_課題一覧_
a) 感染症リスクマネジメントの文章のうち「有事に切り替えた後は、当該ウ」から「EA全体で進めてまいります。」までの部分を、「病原体ゲノム解析データ」を「病原体遺伝子解析データ」に差し替えて書き直してください。
b) 感染症リスクマネジメントの文章を、最後の文の後から引き続き書き進めてください。

_文書抜粋_
研究内容

感染症インテリジェンス機能 

 

₍1₎ TCIDEAの感染症リスクマネジメント 

 

2019年12月に中国武漢市で原因不明の肺炎が集団発生した時、世界的なパンデミックを想定した感染症危機管理体制に切り替える視点が必要だったことは明らかです。 

 

このため、TCIDEAは、インシデント・コマンドシステムの考え方を取り入れた学内体制の構築とともに、サーベイランス、国内外の情報の収集、分析、評価及び対応といったリスクマネジメントにより、「有事」を早期に判断するための準備を進めております。 

 

リスクの把握、分析、評価及び対応といったプロセスは、TCIDEAの基礎医学部門であるハイリスク感染症研究マネジメント学分野による迅速な病原体の特定、対応の具現化と連動して実施します。 

 

また、リスクマネジメントの精度を高め、より有効なものとするため、積極的に関係機関とのネットワークづくりに努めております。 

 

有事に切り替えた後は、当該ウイルスに関する膨大な情報のリスクマネジメントを適切に継続して実施します。 

 

その際は、ハイリスク感染症研究マネジメント学分野による病原体ゲノム解析データや、臨床医学部門である統合臨床感染症学分野における感染症診療・制御データのマネジメントとともに、TCIDEA全体で進めてまいります。 

 

そして、平時に培ったネットワークを活用し、迅速な診療、検査法確立、ワクチン開発にも貢献したいと考えております。 

 

 

(2)感染症疫学情報レファレンスの運営 

  

前項で述べた、リスクマネジメントを適切に進められるよう、TCIDEAは、感染症疫学情報アーカイブ(T-AIDEを運営しています。

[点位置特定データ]

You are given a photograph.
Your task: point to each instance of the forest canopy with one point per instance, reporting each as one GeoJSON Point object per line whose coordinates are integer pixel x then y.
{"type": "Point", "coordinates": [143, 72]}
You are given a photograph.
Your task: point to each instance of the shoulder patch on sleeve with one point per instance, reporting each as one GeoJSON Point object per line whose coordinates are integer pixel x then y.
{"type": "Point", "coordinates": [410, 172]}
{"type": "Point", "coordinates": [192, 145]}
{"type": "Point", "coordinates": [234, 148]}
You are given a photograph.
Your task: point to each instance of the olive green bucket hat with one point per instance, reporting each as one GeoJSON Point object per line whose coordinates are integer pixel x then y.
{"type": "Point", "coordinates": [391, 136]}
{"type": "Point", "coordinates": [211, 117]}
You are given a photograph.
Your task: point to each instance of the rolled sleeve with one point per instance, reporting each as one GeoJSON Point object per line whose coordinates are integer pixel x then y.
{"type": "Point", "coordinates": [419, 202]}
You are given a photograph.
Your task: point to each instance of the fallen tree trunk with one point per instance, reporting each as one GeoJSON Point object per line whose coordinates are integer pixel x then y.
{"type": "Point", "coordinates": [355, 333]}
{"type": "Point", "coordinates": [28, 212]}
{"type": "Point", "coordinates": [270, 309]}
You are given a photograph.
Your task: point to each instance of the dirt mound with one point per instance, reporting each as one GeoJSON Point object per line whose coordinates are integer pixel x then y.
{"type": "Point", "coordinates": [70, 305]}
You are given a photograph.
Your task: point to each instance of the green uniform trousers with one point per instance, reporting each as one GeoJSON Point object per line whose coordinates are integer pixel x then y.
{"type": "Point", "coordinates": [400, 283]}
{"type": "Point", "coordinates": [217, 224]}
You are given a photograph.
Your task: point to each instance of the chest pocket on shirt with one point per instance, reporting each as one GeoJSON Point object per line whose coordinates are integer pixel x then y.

_解答一覧_
a)
有事に切り替えた後は、当該ウイルスに関する膨大な情報のリスクマネジメントを適切に継続して実施します。 

 

その際は、ハイリスク感染症研究マネジメント学分野による病原体遺伝子解析データや、臨床医学部門である統合臨床感染症学分野における感染症診療・制御データのマネジメントとともに、TCIDEA全体で進めてまいります。

b)
 

引き続き新興感染症等の発生や流行の恐れが想定される中、感染症の疫学情報を早期に探知し、リスク評価に基づく初期対応を行うことが重要です。T-AIDEは、その情報源であり、IDEAを提供してまいります。 

 

T-AIDEは、主に医療関連施設や行政等の関係機関における感染症対策担当者を対象に、作成しています。TCIDEAの視点でメディアやサーベイランス情報等を収集し、様々な分野で評価・分析に活用していただければ幸いです。 

 

今後は、学内外の関係機関と情報を共有し、意見交換やコメントの掲載をする場となる等、皆様からのご指導を承りながら適宜更新してまいります。 

 

 

パンデミックを想定した感染症危機管理体制 

 

(1)新型コロナウイルス感染症対応の研究 

  

新型コロナウイルス感染症への対応を通じ、私たちは、平時からの感染症危機に備えた体制の整備、予測できない事態への対応力の強化、ウイルスの病原性や感染性の変化への想定と柔軟な対応、情報管理等の重要性等を強く認識しました。 

 

そのためまず、新型コロナウイルス感染症対応についての研究を進めております。 

 

2019年12月以降、中国武漢市で原因不明の肺炎が集団発生し、翌年1月に日本国内で武漢市に滞在歴がある新型コロナウイルス感染症の1例目が報告されました。 

その後2023年5月に新型コロナウイルス感染症が5類感染症に分類されるまでの状況について、オープンデータに基づき研究しています。

 

(2)新たなパンデミックを想定した研究 

 

新型コロナウイルス感染症の発生前における備えは、新型インフルエンザを前提に行われており、短期間で変異を繰り返し、対応を長期化させるウイルスを想定したものではありませんでした。 

 

そのため、新型コロナウイルス以外の新たな呼吸器感染症等が流行する可能性を想定し、ウイルスの病原性や感染性に着目するなど、より豊かな着想により感染症危機管理体制に関する研究を発展していきます。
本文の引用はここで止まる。